• **Task directions**
Gather every line of the data below that contains the word "white", and treat uppercase and lowercase as different.

"""

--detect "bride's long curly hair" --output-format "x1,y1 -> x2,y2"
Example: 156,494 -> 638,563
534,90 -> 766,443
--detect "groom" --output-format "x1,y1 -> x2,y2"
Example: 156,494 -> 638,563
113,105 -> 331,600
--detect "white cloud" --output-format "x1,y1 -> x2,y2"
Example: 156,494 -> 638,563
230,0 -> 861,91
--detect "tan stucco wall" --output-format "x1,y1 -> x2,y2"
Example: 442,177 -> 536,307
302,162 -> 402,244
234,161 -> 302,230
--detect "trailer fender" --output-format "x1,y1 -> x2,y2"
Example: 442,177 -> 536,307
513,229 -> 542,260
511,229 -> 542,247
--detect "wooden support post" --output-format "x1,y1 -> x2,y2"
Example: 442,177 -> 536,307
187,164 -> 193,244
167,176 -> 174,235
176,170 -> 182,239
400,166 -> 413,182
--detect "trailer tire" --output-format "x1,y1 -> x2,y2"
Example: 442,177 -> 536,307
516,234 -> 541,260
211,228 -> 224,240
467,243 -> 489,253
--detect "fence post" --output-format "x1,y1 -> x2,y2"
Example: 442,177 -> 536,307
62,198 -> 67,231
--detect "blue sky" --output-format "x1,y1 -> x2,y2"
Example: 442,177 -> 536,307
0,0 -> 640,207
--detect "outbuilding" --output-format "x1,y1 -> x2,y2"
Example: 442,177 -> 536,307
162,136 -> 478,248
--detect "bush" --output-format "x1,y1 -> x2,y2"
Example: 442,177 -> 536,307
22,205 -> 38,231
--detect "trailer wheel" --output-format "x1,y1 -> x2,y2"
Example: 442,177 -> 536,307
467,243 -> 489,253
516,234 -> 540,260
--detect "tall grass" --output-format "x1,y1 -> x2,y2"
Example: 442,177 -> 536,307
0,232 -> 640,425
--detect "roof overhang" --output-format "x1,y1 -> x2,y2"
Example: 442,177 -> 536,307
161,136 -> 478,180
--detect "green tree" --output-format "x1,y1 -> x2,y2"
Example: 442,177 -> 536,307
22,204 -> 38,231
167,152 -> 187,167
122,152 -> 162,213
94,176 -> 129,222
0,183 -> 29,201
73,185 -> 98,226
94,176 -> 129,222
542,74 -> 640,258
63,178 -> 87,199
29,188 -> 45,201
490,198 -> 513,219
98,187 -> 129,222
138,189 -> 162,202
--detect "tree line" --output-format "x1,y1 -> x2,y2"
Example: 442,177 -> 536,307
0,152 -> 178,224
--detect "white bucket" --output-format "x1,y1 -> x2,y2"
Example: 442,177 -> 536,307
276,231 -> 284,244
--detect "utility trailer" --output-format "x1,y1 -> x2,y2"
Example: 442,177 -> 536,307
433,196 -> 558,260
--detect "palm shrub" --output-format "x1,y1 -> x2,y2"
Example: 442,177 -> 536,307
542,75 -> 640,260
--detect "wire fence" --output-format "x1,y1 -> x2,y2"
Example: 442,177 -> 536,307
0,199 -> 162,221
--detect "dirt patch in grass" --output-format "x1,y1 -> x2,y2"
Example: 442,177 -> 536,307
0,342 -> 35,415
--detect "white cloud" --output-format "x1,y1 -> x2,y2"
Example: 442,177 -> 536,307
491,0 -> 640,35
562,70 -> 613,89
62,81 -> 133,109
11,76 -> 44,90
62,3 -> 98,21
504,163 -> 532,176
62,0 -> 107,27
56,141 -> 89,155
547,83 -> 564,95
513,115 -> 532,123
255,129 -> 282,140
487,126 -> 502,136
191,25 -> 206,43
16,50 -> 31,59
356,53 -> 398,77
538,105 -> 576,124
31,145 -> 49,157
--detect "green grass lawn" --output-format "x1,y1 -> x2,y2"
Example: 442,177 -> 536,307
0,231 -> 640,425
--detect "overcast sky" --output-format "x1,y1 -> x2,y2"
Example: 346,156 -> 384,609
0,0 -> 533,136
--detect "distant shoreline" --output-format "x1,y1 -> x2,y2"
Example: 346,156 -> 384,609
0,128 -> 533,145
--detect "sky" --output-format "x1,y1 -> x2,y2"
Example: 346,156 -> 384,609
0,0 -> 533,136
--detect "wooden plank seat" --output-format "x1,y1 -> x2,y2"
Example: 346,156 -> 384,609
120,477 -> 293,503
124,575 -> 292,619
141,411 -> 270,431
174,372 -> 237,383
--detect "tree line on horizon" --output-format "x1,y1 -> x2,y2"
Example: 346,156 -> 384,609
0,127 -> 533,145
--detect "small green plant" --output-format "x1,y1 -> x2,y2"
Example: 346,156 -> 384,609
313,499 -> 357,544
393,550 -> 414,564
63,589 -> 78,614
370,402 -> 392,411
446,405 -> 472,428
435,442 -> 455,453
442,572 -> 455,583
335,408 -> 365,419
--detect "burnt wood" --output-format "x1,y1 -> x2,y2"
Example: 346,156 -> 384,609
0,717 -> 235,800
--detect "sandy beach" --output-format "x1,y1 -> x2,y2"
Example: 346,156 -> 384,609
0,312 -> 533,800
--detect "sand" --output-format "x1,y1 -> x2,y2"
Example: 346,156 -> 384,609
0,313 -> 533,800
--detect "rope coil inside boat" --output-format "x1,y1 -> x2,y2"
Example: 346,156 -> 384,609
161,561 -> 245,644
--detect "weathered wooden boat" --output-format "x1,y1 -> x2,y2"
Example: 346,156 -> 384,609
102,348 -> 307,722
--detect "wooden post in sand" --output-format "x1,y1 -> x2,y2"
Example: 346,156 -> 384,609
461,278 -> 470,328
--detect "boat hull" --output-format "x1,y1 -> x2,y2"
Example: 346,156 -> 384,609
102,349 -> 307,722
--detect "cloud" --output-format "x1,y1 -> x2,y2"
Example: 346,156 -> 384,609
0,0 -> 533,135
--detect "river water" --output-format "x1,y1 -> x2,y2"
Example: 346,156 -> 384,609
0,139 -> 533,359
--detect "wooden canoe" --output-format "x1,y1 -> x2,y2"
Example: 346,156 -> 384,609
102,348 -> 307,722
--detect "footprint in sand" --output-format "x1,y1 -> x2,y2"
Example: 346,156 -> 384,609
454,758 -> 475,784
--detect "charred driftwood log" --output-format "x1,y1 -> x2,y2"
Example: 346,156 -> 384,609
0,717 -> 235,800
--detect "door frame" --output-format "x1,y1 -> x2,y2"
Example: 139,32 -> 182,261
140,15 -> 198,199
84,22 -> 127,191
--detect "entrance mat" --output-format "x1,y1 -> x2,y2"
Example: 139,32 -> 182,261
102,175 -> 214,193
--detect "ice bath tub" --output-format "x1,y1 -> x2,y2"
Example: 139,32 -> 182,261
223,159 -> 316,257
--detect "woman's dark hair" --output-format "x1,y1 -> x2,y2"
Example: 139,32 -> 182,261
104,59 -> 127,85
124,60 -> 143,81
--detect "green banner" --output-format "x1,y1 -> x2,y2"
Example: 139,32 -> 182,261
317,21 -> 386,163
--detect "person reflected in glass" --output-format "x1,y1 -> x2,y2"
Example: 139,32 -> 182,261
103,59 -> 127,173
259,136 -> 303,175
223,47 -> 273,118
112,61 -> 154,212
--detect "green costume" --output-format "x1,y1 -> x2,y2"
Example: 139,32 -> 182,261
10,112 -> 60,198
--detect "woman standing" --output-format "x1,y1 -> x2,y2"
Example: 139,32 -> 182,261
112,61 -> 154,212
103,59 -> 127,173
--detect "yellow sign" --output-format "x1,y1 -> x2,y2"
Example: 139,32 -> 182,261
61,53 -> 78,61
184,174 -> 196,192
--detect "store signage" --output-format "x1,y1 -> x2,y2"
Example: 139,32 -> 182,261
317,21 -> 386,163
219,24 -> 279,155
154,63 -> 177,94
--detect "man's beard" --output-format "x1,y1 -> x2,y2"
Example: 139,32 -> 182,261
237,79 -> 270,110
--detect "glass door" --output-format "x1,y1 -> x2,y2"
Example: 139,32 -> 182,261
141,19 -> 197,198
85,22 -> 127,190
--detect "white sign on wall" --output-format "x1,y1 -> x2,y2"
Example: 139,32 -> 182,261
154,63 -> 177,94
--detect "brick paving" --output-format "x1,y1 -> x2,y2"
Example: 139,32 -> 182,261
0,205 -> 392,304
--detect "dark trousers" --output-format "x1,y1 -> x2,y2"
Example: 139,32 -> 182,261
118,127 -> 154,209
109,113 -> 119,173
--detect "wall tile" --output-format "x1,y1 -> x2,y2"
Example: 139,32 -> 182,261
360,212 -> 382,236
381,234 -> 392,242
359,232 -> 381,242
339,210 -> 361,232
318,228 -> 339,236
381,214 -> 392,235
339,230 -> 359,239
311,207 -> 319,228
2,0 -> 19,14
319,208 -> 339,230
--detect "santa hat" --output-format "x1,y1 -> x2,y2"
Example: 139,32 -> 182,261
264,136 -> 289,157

"""

• **Solution for this task**
--detect "white cloud" --output-format "x1,y1 -> x2,y2"
--detect "white bucket" --output-format "x1,y1 -> x2,y2"
--detect "white cloud" --output-format "x1,y1 -> x2,y2"
--detect "white sign on wall" --output-format "x1,y1 -> x2,y2"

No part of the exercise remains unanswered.